* **Activity**
Given the records underneath, please repeat exactly the lines from the line with "of the floral" through the line with "Target: window frame", passing over any picture.

* **Material provided**
# # # # # # #

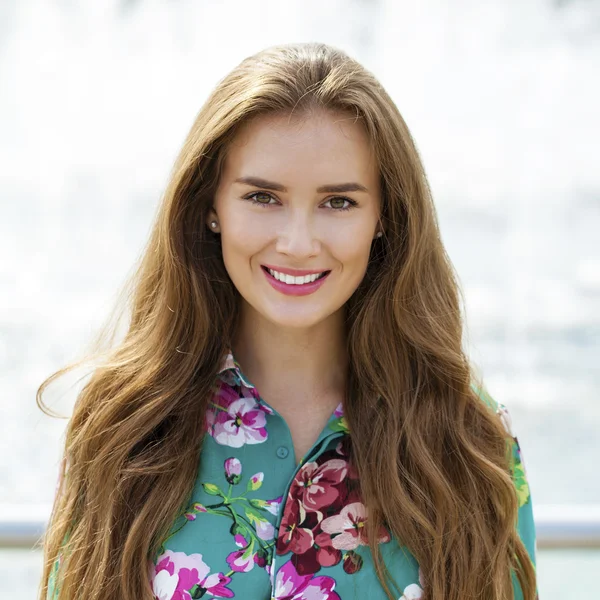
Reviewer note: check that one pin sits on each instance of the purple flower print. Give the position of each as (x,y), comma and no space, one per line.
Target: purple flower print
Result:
(233,470)
(177,573)
(233,420)
(289,585)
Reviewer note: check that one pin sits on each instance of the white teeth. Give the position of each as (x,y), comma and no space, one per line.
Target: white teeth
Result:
(291,280)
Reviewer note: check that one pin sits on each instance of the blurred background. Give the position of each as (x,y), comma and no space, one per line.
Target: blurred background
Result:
(502,99)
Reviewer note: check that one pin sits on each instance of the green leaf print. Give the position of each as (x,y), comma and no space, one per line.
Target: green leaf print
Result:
(339,425)
(212,489)
(518,473)
(255,482)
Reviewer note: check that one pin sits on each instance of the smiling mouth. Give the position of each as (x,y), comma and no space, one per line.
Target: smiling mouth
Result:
(294,282)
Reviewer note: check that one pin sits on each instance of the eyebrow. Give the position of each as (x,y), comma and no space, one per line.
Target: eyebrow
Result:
(324,189)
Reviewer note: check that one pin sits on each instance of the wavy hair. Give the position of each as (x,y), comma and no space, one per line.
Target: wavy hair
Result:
(431,456)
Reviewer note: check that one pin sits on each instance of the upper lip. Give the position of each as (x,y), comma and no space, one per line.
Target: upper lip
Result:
(295,272)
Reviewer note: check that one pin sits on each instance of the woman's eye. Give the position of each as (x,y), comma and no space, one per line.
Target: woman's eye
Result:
(337,203)
(253,197)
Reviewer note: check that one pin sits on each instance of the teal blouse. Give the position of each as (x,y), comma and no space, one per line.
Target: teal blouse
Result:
(261,527)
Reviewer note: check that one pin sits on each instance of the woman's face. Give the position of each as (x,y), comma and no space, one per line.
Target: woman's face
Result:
(297,220)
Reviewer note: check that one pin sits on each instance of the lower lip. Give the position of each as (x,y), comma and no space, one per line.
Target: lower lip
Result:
(295,290)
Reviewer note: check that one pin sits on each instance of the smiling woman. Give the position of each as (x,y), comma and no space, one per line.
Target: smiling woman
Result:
(304,158)
(290,415)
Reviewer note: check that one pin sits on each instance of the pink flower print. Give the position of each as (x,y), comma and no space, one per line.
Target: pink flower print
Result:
(233,470)
(314,484)
(273,505)
(289,585)
(176,573)
(255,481)
(348,527)
(292,537)
(233,420)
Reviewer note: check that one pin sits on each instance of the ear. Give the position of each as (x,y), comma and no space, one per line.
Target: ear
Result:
(211,216)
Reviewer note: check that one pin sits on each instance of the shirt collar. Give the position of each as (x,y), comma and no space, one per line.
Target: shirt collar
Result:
(230,368)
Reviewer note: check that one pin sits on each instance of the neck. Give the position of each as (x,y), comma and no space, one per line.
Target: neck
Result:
(287,363)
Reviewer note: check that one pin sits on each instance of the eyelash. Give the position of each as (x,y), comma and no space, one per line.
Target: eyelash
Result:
(249,197)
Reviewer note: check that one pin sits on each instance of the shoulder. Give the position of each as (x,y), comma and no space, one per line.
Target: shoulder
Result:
(497,407)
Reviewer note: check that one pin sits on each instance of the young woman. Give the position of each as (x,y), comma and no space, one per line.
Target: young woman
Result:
(291,414)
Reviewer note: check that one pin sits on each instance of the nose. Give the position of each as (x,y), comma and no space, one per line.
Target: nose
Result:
(298,237)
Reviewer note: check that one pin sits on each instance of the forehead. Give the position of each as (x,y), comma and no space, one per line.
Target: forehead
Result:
(320,147)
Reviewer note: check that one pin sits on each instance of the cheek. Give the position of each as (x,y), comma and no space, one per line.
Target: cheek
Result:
(243,237)
(351,247)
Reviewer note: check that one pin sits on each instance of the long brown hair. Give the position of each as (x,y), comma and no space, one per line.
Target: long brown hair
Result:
(431,456)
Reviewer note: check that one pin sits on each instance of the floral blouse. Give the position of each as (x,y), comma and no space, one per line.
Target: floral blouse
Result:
(261,527)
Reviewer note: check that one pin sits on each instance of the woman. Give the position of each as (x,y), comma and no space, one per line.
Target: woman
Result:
(290,414)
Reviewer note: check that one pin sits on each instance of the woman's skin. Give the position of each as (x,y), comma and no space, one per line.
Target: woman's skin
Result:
(293,348)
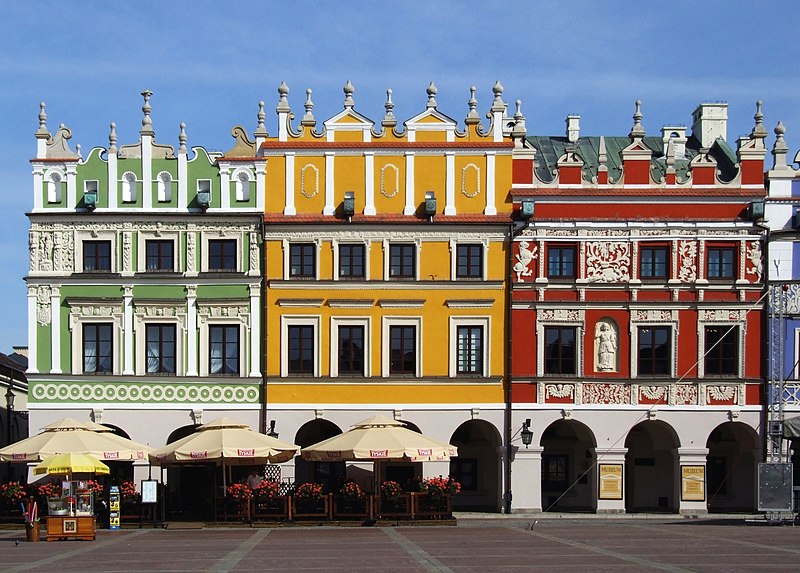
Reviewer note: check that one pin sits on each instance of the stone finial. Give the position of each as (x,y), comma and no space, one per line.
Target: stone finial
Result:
(42,131)
(472,116)
(780,150)
(389,119)
(349,90)
(308,117)
(112,138)
(432,91)
(261,116)
(759,131)
(182,139)
(498,104)
(519,120)
(283,102)
(147,123)
(637,131)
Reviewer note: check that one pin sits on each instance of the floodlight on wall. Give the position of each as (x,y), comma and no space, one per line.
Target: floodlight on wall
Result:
(526,434)
(349,205)
(755,211)
(526,209)
(430,204)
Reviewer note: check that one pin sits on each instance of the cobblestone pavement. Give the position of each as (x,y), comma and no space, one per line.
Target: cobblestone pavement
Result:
(508,545)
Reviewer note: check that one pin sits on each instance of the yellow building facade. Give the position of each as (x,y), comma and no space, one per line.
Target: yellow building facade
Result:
(385,273)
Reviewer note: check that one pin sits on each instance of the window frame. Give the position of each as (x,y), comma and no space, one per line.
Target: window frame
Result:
(561,248)
(719,266)
(653,249)
(387,324)
(560,360)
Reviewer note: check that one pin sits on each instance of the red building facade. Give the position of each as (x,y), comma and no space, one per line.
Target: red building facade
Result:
(637,318)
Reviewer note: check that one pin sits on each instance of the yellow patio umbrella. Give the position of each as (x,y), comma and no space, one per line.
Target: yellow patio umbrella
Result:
(71,463)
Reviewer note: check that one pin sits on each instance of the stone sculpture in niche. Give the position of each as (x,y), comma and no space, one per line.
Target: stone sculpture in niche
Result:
(605,343)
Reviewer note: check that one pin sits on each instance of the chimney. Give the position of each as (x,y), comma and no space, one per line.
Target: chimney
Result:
(710,121)
(573,127)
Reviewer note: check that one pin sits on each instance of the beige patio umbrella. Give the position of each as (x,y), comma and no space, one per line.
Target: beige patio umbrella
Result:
(379,439)
(72,436)
(225,442)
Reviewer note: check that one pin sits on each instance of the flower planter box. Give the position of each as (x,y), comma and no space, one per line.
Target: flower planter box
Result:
(270,508)
(353,508)
(310,508)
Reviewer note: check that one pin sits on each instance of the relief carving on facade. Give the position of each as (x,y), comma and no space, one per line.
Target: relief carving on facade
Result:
(608,261)
(43,294)
(606,393)
(756,264)
(687,257)
(559,391)
(525,256)
(605,346)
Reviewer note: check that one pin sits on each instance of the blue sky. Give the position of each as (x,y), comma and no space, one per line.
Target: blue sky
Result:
(210,62)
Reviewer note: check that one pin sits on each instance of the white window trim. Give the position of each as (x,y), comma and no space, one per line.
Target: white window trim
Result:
(386,323)
(483,321)
(96,236)
(223,234)
(387,257)
(300,320)
(205,344)
(144,236)
(336,243)
(76,323)
(141,320)
(701,348)
(287,258)
(454,259)
(562,318)
(336,322)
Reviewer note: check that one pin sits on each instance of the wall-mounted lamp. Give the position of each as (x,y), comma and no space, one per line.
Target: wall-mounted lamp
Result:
(526,434)
(430,204)
(349,205)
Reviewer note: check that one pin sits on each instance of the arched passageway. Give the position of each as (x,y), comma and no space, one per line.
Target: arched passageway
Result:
(650,467)
(568,467)
(733,449)
(477,466)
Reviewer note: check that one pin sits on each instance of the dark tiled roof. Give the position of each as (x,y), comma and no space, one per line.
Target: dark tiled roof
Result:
(550,149)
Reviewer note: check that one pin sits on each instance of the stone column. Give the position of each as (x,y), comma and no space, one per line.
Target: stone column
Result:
(614,456)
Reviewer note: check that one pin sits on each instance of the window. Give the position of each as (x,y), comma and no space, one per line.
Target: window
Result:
(654,350)
(351,261)
(351,350)
(403,351)
(97,348)
(465,472)
(159,255)
(222,255)
(302,262)
(402,261)
(561,262)
(469,261)
(653,263)
(96,256)
(160,341)
(721,262)
(301,349)
(559,350)
(470,349)
(555,472)
(722,350)
(223,349)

# # # # # # #

* **Written response**
Reviewer note: check that one pin sits on each instance of the floral blouse. Give the position of each as (x,y), comma and no space, one per line.
Target: floral blouse
Result:
(261,527)
Reviewer note: check that one pin sits on each instance of the woman. Give the position of each as (x,y), comma and no space, one per line.
Target: woman
Result:
(290,414)
Reviewer note: check that one pin sits on each instance of the woman's skin. Give the position of each as (x,y), comma and no space, one per line.
Target: woman's skin
Result:
(293,348)
Reviewer note: check that one pin sits on each instance of the stone finial. Give the position of each as (x,y), comma and no space, one per line.
Target: stone finial
Result:
(42,131)
(472,116)
(780,150)
(389,119)
(349,90)
(308,117)
(112,138)
(432,91)
(261,116)
(759,131)
(182,139)
(498,104)
(519,120)
(283,102)
(147,123)
(637,131)
Reviewer note: check that one pin sits on each instance of the floodlight on wall. Give the position of each as (x,y), comma and no space, one per line.
Target: floodlight on wall
Result:
(526,434)
(349,205)
(755,211)
(526,209)
(430,204)
Reviewer note: check that one pin sits on each instance of the cobblestone pavement. Give the position of each as (x,y), comma and no space, one per line.
Target: cobblestone pavement
Result:
(508,545)
Reviewer note: check that one pin sits on each instance of the yellow building facade. Give the position of each as (x,y), comma and no space, one per line.
Target: yellow building facade
Result:
(385,273)
Reviewer note: check that one pin sits on each instance of the window frame. Give the position of each as (x,y), comma and no space, one per line.
Target: window frame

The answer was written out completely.